**Text passage**
= = = = = = =
About
Reviews
Search
Submit
Home

Mystery Books for Sale

[ Home ]
[ About | Reviews | Search | Submit ]


  

MISSING LINK
by Joyce Holms
Allison & Busby, July 2006
288 pages
18.99 GBP
ISBN: 0749081015


Buy in the UK | Buy in Canada

Fizz Fitzgerald, doesn’t know what to expect when her elderly client Mrs Sullivan walks into her office at her law firm. Fizz, for all of her youthful appearance, has enjoyed success in her career, and although her work partner has gone out on his own as an advocate, she still manages to entangle Tam Buchanan into her cases. Mrs Sullivan, however, is a most unusual client. Most people who consult a lawyer want to be kept out of prison. Mrs Sullivan has come forward to confess to a crime.

When Amanda Montrose is murdered, an acquaintance with a long police record is arrested and convicted of the crime. Now, Mrs Sullivan has come forward, stating that Amanda was her former daughter-in-law who ruined her ex-husband’s life – that would be Mrs Sullivan’s son.

Amanda had changed her name and moved away but Mrs Sullivan encountered her again many years later. She claims she killed Amanda, but the police don’t want to listen; the case is closed and a career criminal is behind bars for life. Mrs Sullivan claims she can’t let an innocent man sit in jail for the crime she herself had committed.
= = = = = = =
**Material supplied**
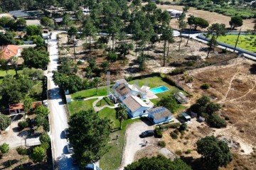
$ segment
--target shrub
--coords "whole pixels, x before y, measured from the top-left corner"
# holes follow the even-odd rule
[[[39,140],[41,143],[50,143],[50,138],[46,132],[44,132],[40,136]]]
[[[159,138],[161,138],[163,137],[163,134],[160,130],[159,128],[156,128],[155,129],[156,137]]]
[[[18,123],[18,126],[20,130],[23,130],[25,128],[28,126],[28,123],[27,121],[21,121]]]
[[[187,149],[186,152],[185,152],[185,154],[190,154],[190,153],[191,153],[191,149]]]
[[[171,75],[181,74],[183,74],[185,71],[186,70],[183,68],[176,68],[170,73],[170,74]]]
[[[221,50],[221,52],[222,52],[222,53],[227,53],[228,52],[228,50],[227,50],[227,49],[222,49]]]
[[[220,128],[227,126],[227,123],[225,120],[221,118],[218,115],[215,113],[210,116],[207,122],[212,128]]]
[[[177,135],[177,134],[176,134],[176,133],[174,132],[171,132],[170,133],[170,135],[171,135],[171,138],[173,138],[174,140],[178,139],[178,135]]]
[[[46,143],[46,142],[41,143],[40,146],[44,148],[46,150],[47,150],[50,147],[49,143]]]
[[[178,130],[174,130],[174,132],[175,132],[176,134],[178,135]]]
[[[9,144],[3,143],[0,145],[0,151],[1,154],[5,154],[9,152]]]
[[[79,60],[79,61],[77,62],[77,64],[78,64],[78,65],[82,65],[82,62],[80,61],[80,60]]]
[[[182,123],[178,128],[178,130],[186,130],[188,128],[188,125],[186,123]]]
[[[175,152],[175,154],[178,155],[178,156],[181,156],[182,155],[182,151],[181,150],[176,150]]]
[[[164,129],[164,128],[176,129],[180,127],[180,125],[181,125],[181,123],[171,123],[171,124],[160,125],[159,128],[160,128],[160,129]]]
[[[166,144],[164,141],[159,141],[159,145],[161,147],[165,147],[166,146]]]
[[[18,154],[25,155],[27,154],[26,149],[23,147],[18,147],[16,148],[16,151]]]
[[[203,84],[201,86],[201,88],[202,89],[208,89],[210,88],[210,84],[208,84],[208,83],[205,83],[205,84]]]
= = = = = = =
**Task set**
1. According to the mystery novel review, why is Mrs Sullivan a most unusual client? Answer in one to three sentences.
2. Rewrite the listing with "shrub" changed to "bush" and everything else kept the same. Leave the pictures out.

**Answers to the problems**
1. Most people who consult a lawyer want to be kept out of prison. Mrs Sullivan has instead come forward to confess to a crime.

2.
$ segment
--target bush
--coords "whole pixels, x before y, measured from the top-left corner"
# holes follow the even-odd rule
[[[39,140],[41,143],[50,143],[50,138],[46,132],[44,132],[40,136]]]
[[[159,138],[161,138],[163,137],[163,134],[160,130],[159,128],[156,128],[155,129],[156,137]]]
[[[18,123],[18,126],[20,130],[23,130],[25,128],[28,126],[28,123],[27,121],[21,121]]]
[[[187,149],[186,152],[185,152],[185,154],[190,154],[190,153],[191,153],[191,149]]]
[[[171,75],[181,74],[183,74],[185,71],[186,70],[183,68],[176,68],[170,73],[170,74]]]
[[[221,50],[221,52],[222,52],[222,53],[227,53],[228,52],[228,50],[227,50],[227,49],[222,49]]]
[[[220,128],[227,126],[227,123],[225,120],[221,118],[218,115],[215,113],[210,116],[207,122],[212,128]]]
[[[177,135],[177,134],[176,134],[176,133],[174,132],[171,132],[170,133],[170,135],[171,135],[171,138],[173,138],[174,140],[178,139],[178,135]]]
[[[46,143],[46,142],[41,143],[40,146],[44,148],[46,150],[47,150],[50,147],[49,143]]]
[[[178,130],[174,130],[174,132],[175,132],[176,134],[178,135]]]
[[[9,144],[3,143],[0,145],[0,151],[1,154],[5,154],[9,152]]]
[[[79,60],[79,61],[77,62],[77,64],[78,64],[78,65],[82,65],[82,62],[80,61],[80,60]]]
[[[182,123],[178,128],[178,130],[186,130],[188,128],[188,125],[186,123]]]
[[[175,152],[175,154],[178,155],[178,156],[181,156],[182,155],[182,151],[181,150],[176,150]]]
[[[164,129],[164,128],[176,129],[180,127],[180,125],[181,125],[181,123],[171,123],[171,124],[160,125],[159,128],[160,128],[160,129]]]
[[[166,144],[164,141],[159,141],[159,145],[161,147],[165,147],[166,146]]]
[[[18,154],[25,155],[27,154],[26,149],[23,147],[18,147],[16,148],[16,151]]]
[[[203,84],[201,86],[201,88],[202,89],[208,89],[210,88],[210,84],[208,84],[208,83],[205,83],[205,84]]]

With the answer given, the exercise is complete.